### Task goal
Show every line in the rows below that contains the word "sign", copying each such line unchanged.

### Information shown
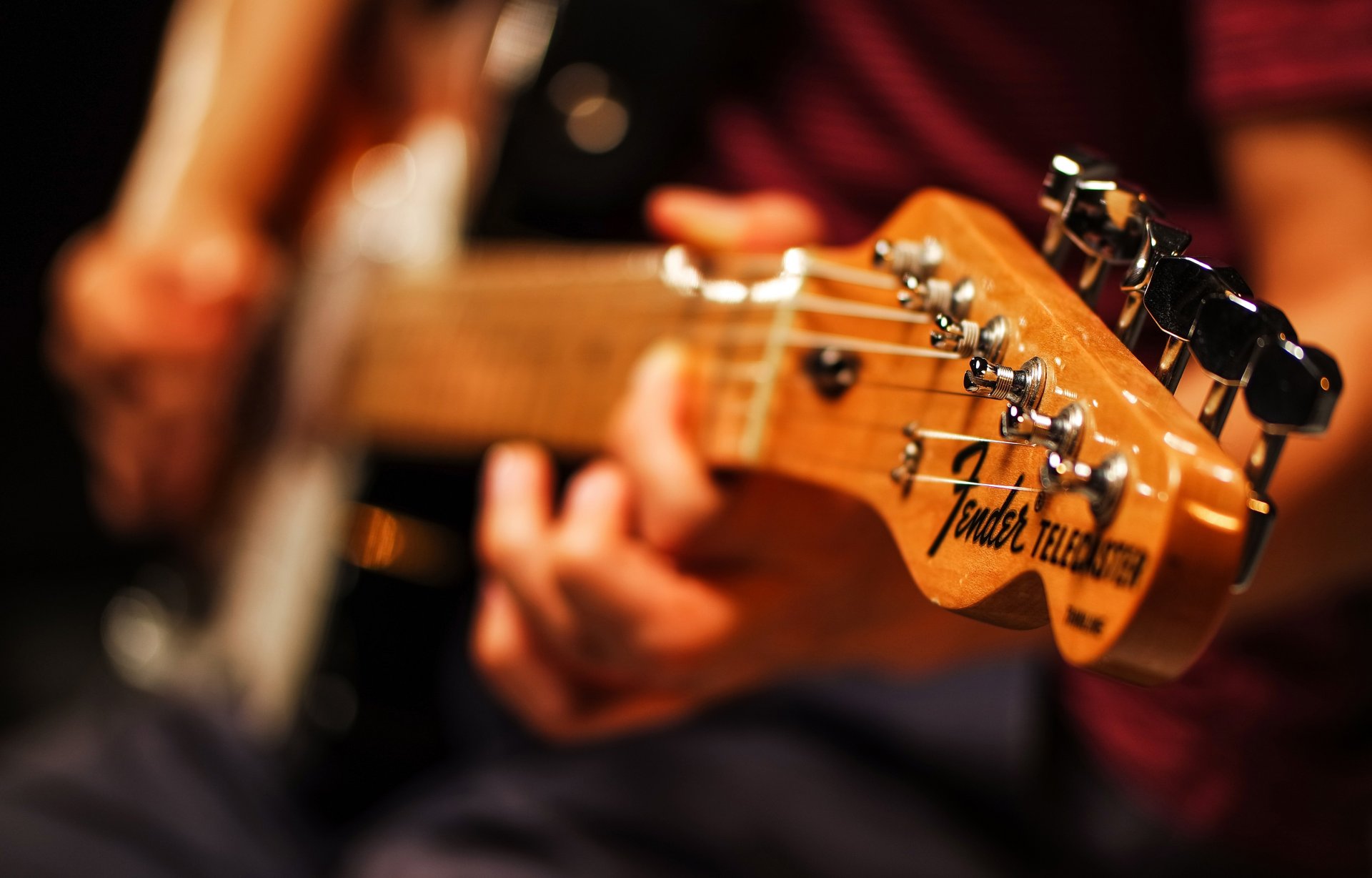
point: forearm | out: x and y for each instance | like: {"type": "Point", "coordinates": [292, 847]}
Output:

...

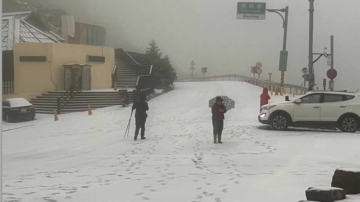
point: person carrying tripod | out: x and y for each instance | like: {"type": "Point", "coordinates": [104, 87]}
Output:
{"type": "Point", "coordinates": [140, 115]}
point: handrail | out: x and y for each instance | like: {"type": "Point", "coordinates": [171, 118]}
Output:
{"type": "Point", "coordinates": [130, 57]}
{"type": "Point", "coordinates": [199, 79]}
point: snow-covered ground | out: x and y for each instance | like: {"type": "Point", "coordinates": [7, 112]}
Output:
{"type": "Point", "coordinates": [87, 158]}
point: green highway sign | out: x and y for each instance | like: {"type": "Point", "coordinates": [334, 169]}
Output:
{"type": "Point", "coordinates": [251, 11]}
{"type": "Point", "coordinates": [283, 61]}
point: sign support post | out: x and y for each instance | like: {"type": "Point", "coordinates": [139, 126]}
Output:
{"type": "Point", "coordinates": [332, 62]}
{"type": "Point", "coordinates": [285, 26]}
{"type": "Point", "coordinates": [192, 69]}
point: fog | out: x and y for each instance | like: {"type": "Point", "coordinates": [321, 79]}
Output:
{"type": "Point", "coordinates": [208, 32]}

### Answer to this task
point: green highway sign | out: x and y for each instance | like: {"type": "Point", "coordinates": [334, 169]}
point: sign support post | out: x and y for each instance | like: {"type": "Point", "coordinates": [139, 126]}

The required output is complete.